[Begin]

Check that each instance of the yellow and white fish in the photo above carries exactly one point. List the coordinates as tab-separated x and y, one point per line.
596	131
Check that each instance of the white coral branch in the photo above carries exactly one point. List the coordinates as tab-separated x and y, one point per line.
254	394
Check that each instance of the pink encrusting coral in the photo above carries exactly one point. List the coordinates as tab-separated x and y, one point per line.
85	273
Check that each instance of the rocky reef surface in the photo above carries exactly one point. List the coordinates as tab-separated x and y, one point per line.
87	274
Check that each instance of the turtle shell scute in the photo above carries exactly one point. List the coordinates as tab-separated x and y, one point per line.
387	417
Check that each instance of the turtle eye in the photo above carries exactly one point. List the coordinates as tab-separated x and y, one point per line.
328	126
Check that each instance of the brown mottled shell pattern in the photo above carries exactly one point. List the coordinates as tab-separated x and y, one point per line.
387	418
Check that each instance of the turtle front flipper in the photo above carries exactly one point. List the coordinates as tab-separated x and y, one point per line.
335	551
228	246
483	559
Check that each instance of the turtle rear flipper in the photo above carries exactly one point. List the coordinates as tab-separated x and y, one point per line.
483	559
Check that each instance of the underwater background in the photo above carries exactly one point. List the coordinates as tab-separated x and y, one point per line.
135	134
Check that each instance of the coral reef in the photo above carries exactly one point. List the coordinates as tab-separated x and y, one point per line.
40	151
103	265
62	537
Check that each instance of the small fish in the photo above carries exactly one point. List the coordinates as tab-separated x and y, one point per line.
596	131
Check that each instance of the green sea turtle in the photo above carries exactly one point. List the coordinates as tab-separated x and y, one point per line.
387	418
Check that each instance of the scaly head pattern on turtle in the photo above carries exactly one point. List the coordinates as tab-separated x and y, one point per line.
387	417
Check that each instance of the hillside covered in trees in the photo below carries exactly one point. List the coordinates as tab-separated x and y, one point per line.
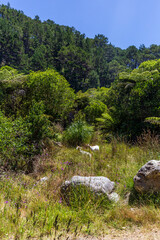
30	44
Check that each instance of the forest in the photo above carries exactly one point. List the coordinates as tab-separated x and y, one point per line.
58	90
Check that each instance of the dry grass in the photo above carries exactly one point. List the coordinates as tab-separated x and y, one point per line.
29	207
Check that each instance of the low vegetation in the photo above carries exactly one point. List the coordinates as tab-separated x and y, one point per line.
31	208
85	91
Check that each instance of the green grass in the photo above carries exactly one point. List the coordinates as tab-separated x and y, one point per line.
30	209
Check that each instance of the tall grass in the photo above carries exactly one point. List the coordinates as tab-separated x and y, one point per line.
34	209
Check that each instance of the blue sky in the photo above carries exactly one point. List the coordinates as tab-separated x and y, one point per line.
124	22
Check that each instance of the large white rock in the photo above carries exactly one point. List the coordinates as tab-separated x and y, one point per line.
98	185
148	177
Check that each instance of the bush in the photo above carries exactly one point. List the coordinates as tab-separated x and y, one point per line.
38	122
78	133
15	148
94	110
54	90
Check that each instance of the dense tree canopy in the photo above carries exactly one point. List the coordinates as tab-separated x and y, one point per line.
30	44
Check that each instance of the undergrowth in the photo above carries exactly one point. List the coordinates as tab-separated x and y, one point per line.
33	209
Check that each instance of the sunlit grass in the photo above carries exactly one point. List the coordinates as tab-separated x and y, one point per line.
30	208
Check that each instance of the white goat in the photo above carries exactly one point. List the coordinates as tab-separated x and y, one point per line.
93	148
84	152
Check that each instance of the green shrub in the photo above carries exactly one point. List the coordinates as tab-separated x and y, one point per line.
15	148
38	122
78	133
94	110
54	90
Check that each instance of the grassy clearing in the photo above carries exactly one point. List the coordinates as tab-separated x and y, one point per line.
33	209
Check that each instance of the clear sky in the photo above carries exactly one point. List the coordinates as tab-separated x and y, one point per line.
124	22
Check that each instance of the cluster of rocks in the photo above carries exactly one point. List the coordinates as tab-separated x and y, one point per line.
147	180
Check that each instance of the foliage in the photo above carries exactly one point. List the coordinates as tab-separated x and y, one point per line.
38	123
78	133
135	97
30	44
94	110
51	88
15	148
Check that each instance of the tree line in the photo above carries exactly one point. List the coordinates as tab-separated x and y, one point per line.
30	44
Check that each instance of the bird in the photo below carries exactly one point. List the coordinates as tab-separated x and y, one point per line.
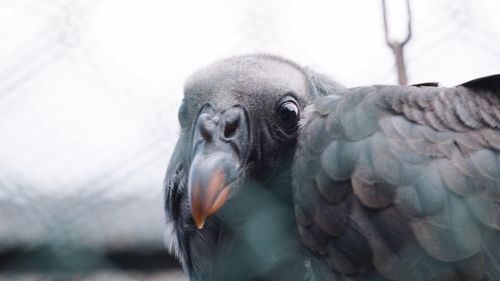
282	173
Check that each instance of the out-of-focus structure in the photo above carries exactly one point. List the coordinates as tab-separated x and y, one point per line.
88	103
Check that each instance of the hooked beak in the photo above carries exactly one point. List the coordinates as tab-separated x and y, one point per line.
209	181
220	150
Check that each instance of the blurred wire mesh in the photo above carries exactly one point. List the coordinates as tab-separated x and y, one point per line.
89	93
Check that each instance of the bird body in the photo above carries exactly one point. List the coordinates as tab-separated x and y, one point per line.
280	173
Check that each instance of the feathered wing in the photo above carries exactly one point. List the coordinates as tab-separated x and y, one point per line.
403	182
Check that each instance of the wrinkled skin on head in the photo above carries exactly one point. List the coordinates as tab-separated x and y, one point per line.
228	191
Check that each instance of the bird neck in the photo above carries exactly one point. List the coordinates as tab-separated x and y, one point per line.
253	237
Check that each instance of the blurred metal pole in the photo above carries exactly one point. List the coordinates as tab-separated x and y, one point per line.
398	46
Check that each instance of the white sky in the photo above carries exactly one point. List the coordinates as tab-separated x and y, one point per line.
89	89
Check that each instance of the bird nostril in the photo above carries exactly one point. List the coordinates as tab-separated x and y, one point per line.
230	128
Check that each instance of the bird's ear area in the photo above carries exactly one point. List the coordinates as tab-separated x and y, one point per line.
321	85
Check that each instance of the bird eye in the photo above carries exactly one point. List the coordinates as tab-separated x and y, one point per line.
183	114
288	115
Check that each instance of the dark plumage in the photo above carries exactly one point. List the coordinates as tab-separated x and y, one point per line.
280	173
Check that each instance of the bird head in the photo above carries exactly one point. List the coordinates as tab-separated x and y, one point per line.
241	118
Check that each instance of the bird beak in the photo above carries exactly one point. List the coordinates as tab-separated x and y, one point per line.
221	145
209	181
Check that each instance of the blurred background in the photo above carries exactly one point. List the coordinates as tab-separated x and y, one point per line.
89	93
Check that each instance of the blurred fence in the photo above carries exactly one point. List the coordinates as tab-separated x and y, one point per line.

[End]

## What you will do
Write out the listing above again, exactly, but with no pictures in the copy.

## Result of this task
Check that each instance of the yellow and white fish in the photo above carries exactly one point. List the coordinates as tab-separated x and y, one point per line.
596	131
Check that each instance of the white coral branch in the photo above carries exactly one point. List the coordinates as tab-separated x and y, one point per line.
254	394
Check that each instance of the pink encrusting coral in the photo above carries exactly one point. List the coordinates as tab-separated x and y, one point per line.
85	273
Check that each instance of the rocky reef surface in the photo above carries exactly one point. List the coordinates as tab-separated x and y, one point per line.
87	274
Check that each instance of the turtle shell scute in the photo above carries exactly one point. List the coordinates as tab-separated x and y, one point per line.
387	417
Check that each instance of the turtle eye in the photo above carries exactly one point. List the coordinates as tab-separated x and y, one point per line.
328	126
Check that each instance of the brown mottled shell pattern in the photo above carries exactly one point. List the coordinates as tab-separated x and y, one point per line.
387	418
Check that each instance of the turtle front flipper in the photo above carries exactly one point. List the coordinates as tab-separated x and y, one point per line.
335	551
228	246
483	559
Check that each instance of the turtle rear flipper in the photo above carries exactly one point. List the coordinates as tab-separated x and y, one point per line.
483	559
Check that each instance of the underwater background in the photo above carries exactly one point. List the coordinates as tab-separated x and y, one point per line.
135	134
Check that each instance of the coral reef in the photo above carries exactly one point. List the coordinates as tab-separated x and y, one point per line.
40	151
103	265
62	537
Check that each instance of the small fish in the photo above carries exactly one point. List the coordinates as tab-separated x and y, one point per line.
596	131
Check that each instance of the green sea turtle in the photo above carries exactly one point. List the coordinates as tab-separated x and y, one point per line.
387	418
Check that each instance of the scaly head pattern on turtle in the photo above carries exactly one point. List the coordinates as tab-separated x and y, one point per line.
387	417
Check that each instance of the hillside covered in trees in the photo below carries exactly one point. List the coordinates as tab-separated x and y, one point per line.
30	44
Check that each instance of the forest in the photo above carries exactly one point. List the coordinates as tab-separated x and y, one point per line.
58	90
Check that each instance of the dry grass in the photo above carries exactly one point. List the coordinates as tab-separated x and y, one point per line.
29	207
Check that each instance of the low vegetation in the photo above carries exactly one point. List the coordinates as tab-separated x and y, one point per line.
31	208
85	91
Check that each instance of the green grass in the photo above carries exactly one point. List the coordinates as tab-separated x and y, one point per line.
30	209
Check that each instance of the tall grass in the photo above carries exactly one point. List the coordinates as tab-separated x and y, one point per line.
34	209
Check that each instance of the blue sky in the photo above carries exactly one point. List the coordinates as tab-separated x and y, one point per line.
124	22
Check that each instance of the large white rock in the photo above carries exactly one point. List the coordinates as tab-separated x and y, one point per line.
98	185
148	177
Check that each instance of the bush in the photo above carries exactly one point. List the coordinates as tab-separated x and y, one point per line.
38	122
78	133
15	148
94	110
54	90
Check that each instance of the dense tree canopy in the photo above carries exactly one point. List the coordinates as tab-separated x and y, one point per line.
30	44
Check that each instance of the undergrowth in the photo above carries exactly one point. List the coordinates as tab-separated x and y, one point per line.
33	209
Check that each instance of the sunlit grass in the photo above carries exactly one point. List the coordinates as tab-separated x and y, one point per line.
30	208
Check that each instance of the white goat in the photo above carries exactly one point. List the coordinates as tab-separated x and y, one point per line.
93	148
84	152
Check that each instance of the green shrub in the photo above carries exactly one point. List the coordinates as tab-separated x and y, one point per line.
15	148
38	122
78	133
94	110
54	90
Check that each instance of the grassy clearing in the photo above carries exactly one point. List the coordinates as tab-separated x and y, one point per line.
33	209
Check that each instance of the clear sky in the photo above carries exactly one point. List the coordinates as tab-separated x and y, one point per line.
124	22
Check that each instance of the cluster of rocks in the photo above carries exactly one point. List the coordinates as tab-separated x and y, one point per line.
147	180
Check that each instance of the foliage in the photo above carries exactly one point. List the coordinates as tab-separated x and y, one point per line.
38	123
78	133
135	97
30	44
94	110
51	88
15	148
Check that each instance of the tree line in the photo above carries exactly one point. List the coordinates as tab-separated x and y, one point per line.
30	44
Check that each instance of the bird in the photo below carries exactly one point. List the coordinates as tab-separated x and y, one point per line.
282	173
Check that each instance of the out-of-focus structure in the photo above carries exactly one point. List the coordinates as tab-separated x and y, one point per line.
88	103
Check that each instance of the hooked beak in the photo above carries exactly one point. List the coordinates as tab-separated x and y, one point per line.
209	181
220	150
Check that each instance of the blurred wire mesh in the photo above carries exactly one point. List the coordinates as tab-separated x and y, one point per line.
89	93
Check that each instance of the bird body in the photo above carries exactly one point. List the coordinates as tab-separated x and y, one point per line.
280	173
Check that each instance of the feathered wing in the photo above carries exactly one point. List the coordinates as tab-separated x and y, one point per line.
403	182
Check that each instance of the wrinkled skin on head in the photo above carries exactly one point. List the coordinates as tab-separated x and y, one point per line.
228	191
Check that each instance of the bird neck in the photo above carries exactly one point. List the coordinates as tab-separated x and y, one point per line.
253	237
Check that each instance of the blurred metal pole in the photo above carries exactly one point. List the coordinates as tab-separated x and y, one point per line.
398	46
Check that each instance of the white sky in the photo above carries exactly one point. List the coordinates as tab-separated x and y, one point per line.
89	89
Check that each instance of the bird nostril in the photo above carries exactly one point. List the coordinates as tab-separated x and y, one point per line.
230	128
Check that each instance of the bird's ear area in the photo above carries exactly one point. List the coordinates as tab-separated x and y, one point per line.
321	85
Check that each instance of the bird eye in the photo above carries exactly one point. List the coordinates as tab-separated x and y, one point per line.
183	114
288	115
Check that each instance of the dark plumage in the photo above carries exactly one point. List the coordinates as tab-separated x and y, one point per line.
280	173
Check that each instance of the bird head in the photo above carries exactly one point. List the coordinates as tab-separated x and y, one point per line.
241	118
Check that each instance of the bird beak in the photo above carries exactly one point. List the coordinates as tab-separated x and y, one point per line.
221	145
209	181
Check that each instance of the blurred background in the photo above carries exactly one point. List the coordinates as tab-separated x and y, one point per line.
89	93
Check that each instance of the blurred fence in the photo above carries exactly one point. List the coordinates as tab-separated x and y, one point per line.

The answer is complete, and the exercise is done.